_Passage_
LATE NIGHT (7 out of 10) Directed by Nisha Ganatra; Screenplay by Mindy Kaling; Starring Mindy Kaling, Emma Thompson, John Lithgow, Hugh Dancy, Reid Scott; Rated R for language throughout and some sexual references; Running time 102 minutes; In wide release June 14, 2019.
Late Night came to me at a perfect moment. Not only had I just started a new job in an industry I only kind of know about and I feel I am struggling to fit in at the office, but I have always had a Big Dream of being the first woman to host a late night talk show (not even a lie. I had a whole roll out marketing plan mocked up). And coming from a writer who I knew would understand the struggles of being a female in entertainment, I was prepared for this movie to pack an emotional punch.
Emotional? Yes. Punchy? Almost.
Not quite a story of the struggles women face in entertainment–or really any work environment–Late Night instead takes the concept of a romcom and replaces a romance with Hugh Grant with a platonic and toxic work relationship with Emma Thompson.
Written by Mindy Kaling, she also stars as naive, novice comedy writer Molly who is offered a job (as a diversity hire) on a late night talk show, Tonight with Katherine Newbury. Katherine (played by Emma Thompson in a role written just for her) is notoriously callous, uncaring, and stale. She is the first female to host a late night talk show, but the novelty has worn off and her ratings have dipped over the past decade, leaving her in danger of being replaced by a Dane-Cook-type fratboy comedian. Newbury is reluctant to evolve her format, blaming the audience for changing and needing something that appears to the lowest common denominator.
Late Night definitely has Kaling’s style all over it. The screenplay aims to blend her experience as a woman of color in a writer’s room with her love of romcoms while also leaving the romance at the door. Romantic relationships and potential are peppered throughout, but they do not steal focus from the real message of the movie: accepting our flaws and acknowledging change is inevitable.
As with most talk shows, the real charisma comes from the people. The characters all bring something human and real to the show (both fake TV show and movie). Molly is an underdog, an inexperienced and loyal newbie willing to throw herself in completely. Katherine is successful and proud, stubborn and flawed but dealing with her own depression and marital life. Dynamics between characters are something everyone can relate to, including office rivalries and flings.
Although Katherine ultimately acknowledges her faults and promises to do and be better, we still witness a toxic relationship and workplace without any real consequences. Late Night romanticizes this troublesome relationship all in the name of achieving a dream. It is a sincere romcom, meaning that despite all the troubles and all the heartache, everything seems to work out for everyone. “I was mean to you but dang it I need you” is not a message that translates well in 2019.
A common theme we are seeing in movies recently about successful women lean on the idea of “emotions are bad and you’ll never be successful if you show how vulnerable you are.” The writers of Katherine Newbury’s show cling to this idea. It’s scary to put yourself out there, but in reality, everyone’s powers stem from this act of revealing your true self and accepting your emotions rather than trying to bury them.
In the end, Late Night is a nice break from reality–women make a difference, are held to an equal standard as men, and reach accomplishments with ease. I didn’t leave ready to take on the world with my own talk show, but I did leave ready to face my new work environment with a new attitude.

_Recorded data_
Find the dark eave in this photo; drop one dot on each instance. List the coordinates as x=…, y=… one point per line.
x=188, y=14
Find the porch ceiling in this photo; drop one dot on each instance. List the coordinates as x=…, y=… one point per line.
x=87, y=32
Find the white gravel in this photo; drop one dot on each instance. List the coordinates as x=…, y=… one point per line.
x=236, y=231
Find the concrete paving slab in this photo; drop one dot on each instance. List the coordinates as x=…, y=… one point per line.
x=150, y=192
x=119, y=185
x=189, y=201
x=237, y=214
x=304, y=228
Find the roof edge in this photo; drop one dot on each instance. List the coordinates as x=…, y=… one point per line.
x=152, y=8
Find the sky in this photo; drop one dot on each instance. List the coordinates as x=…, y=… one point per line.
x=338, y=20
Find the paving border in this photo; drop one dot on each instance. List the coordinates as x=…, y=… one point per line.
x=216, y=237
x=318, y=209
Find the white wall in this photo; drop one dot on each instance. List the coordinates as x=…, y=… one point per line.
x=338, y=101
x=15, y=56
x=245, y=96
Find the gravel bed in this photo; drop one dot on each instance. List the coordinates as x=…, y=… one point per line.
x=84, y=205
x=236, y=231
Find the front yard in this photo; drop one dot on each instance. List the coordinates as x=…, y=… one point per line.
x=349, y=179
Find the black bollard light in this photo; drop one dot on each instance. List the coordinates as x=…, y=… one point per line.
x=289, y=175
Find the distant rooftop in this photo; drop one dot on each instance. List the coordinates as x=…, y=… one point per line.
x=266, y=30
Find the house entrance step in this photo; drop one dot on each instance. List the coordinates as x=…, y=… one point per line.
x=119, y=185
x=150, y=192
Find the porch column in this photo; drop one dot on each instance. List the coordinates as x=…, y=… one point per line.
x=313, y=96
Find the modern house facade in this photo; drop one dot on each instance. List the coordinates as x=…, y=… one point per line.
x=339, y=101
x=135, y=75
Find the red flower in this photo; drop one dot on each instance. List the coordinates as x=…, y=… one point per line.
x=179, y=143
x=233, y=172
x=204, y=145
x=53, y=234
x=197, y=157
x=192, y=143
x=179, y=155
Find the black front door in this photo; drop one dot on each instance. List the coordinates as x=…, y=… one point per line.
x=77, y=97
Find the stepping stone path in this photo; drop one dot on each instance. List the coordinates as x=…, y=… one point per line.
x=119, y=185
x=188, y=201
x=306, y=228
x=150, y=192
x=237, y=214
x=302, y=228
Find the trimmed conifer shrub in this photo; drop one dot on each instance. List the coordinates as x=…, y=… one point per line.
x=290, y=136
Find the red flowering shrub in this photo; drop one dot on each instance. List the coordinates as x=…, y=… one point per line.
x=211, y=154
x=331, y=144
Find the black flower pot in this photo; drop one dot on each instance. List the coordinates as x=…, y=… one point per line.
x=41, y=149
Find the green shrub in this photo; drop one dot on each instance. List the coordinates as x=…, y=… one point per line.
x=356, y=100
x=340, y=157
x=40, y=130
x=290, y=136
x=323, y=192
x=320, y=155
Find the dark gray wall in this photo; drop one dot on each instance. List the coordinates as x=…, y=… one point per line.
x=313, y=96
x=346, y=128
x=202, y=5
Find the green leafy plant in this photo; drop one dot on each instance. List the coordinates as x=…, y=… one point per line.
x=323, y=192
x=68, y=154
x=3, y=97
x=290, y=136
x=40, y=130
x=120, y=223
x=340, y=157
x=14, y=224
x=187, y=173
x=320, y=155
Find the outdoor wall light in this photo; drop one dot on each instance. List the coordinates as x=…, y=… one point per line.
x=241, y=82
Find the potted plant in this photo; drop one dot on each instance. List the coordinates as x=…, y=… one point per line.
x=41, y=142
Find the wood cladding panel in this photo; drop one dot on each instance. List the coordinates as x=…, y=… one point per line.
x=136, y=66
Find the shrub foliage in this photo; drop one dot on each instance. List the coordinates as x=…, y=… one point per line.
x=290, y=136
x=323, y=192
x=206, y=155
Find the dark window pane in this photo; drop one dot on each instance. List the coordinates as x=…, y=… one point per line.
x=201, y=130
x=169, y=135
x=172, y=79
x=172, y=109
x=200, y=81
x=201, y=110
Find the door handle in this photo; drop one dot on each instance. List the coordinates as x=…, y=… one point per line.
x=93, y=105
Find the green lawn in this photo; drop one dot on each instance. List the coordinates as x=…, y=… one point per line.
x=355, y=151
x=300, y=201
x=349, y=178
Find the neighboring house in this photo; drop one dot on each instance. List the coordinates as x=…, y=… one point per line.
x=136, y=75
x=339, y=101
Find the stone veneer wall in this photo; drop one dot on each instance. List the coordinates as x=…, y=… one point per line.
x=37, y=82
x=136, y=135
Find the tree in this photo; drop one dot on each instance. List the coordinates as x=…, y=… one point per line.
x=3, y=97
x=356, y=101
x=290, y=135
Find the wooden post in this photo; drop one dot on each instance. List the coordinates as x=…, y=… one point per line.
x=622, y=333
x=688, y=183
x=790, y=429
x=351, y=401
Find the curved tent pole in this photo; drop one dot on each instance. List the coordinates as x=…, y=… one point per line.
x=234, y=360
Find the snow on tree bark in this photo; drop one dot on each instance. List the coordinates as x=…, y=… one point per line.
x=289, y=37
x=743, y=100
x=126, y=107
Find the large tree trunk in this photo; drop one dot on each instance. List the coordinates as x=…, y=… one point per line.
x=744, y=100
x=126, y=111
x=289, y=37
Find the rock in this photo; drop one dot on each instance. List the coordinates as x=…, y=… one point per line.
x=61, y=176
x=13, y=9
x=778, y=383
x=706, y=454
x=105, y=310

_Your instructions_
In the review, what job is Molly offered on Tonight with Katherine Newbury? None of the lines above have anything to do with the review.

_Solved problem_
She is offered a job as a comedy writer, hired as a diversity hire.